TASK INSTRUCTIONS
When you reach the line containing "Pin the pink teddy" in the records below, start copying exactly, and stop once you have copied the line containing "Pin the curly".

[[ EXTRACTED INFORMATION open ]]

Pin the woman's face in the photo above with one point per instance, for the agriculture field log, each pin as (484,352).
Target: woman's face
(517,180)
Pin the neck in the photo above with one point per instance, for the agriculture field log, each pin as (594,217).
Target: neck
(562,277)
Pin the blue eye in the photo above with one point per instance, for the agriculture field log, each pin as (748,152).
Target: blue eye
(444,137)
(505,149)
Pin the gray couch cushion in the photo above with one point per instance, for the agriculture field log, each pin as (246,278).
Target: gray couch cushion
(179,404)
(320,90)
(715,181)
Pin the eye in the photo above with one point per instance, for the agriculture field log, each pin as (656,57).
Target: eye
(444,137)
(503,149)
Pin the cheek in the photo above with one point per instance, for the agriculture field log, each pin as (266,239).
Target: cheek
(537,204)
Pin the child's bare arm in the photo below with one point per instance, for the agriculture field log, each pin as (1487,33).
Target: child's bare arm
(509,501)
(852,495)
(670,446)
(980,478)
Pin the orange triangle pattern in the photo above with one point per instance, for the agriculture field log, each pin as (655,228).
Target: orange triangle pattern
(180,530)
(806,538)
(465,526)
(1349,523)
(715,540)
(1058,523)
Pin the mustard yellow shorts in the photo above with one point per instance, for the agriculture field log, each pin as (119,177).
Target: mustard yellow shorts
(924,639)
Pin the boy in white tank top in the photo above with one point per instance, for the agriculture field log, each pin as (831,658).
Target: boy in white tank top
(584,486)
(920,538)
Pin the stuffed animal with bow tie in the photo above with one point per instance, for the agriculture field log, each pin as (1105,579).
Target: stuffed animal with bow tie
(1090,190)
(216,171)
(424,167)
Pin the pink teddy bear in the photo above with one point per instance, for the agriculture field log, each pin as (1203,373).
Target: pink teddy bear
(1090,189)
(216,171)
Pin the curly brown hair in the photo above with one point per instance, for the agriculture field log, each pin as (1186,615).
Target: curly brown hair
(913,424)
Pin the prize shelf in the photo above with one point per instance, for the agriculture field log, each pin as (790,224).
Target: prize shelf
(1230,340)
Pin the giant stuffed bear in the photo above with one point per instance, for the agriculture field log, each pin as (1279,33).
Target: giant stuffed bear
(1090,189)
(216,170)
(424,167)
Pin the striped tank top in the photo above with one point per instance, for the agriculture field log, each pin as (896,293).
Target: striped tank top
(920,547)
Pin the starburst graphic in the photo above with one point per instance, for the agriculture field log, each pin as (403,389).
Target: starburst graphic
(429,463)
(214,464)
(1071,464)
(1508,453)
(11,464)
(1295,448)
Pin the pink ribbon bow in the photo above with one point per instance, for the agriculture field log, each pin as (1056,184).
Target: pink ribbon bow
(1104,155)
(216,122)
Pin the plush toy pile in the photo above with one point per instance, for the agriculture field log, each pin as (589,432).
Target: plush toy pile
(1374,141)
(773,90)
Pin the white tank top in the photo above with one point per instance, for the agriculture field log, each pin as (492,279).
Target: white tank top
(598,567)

[[ EXTRACTED INFORMATION closed ]]

ANSWER BELOW
Pin the pink teddy bear in the photo above with one point per instance, for the agriculture field log, each pin as (1203,373).
Target: pink teddy bear
(1090,189)
(216,171)
Pin the curly brown hair in the photo above with one point per instance, for the agriculture field log, each pin as (1186,615).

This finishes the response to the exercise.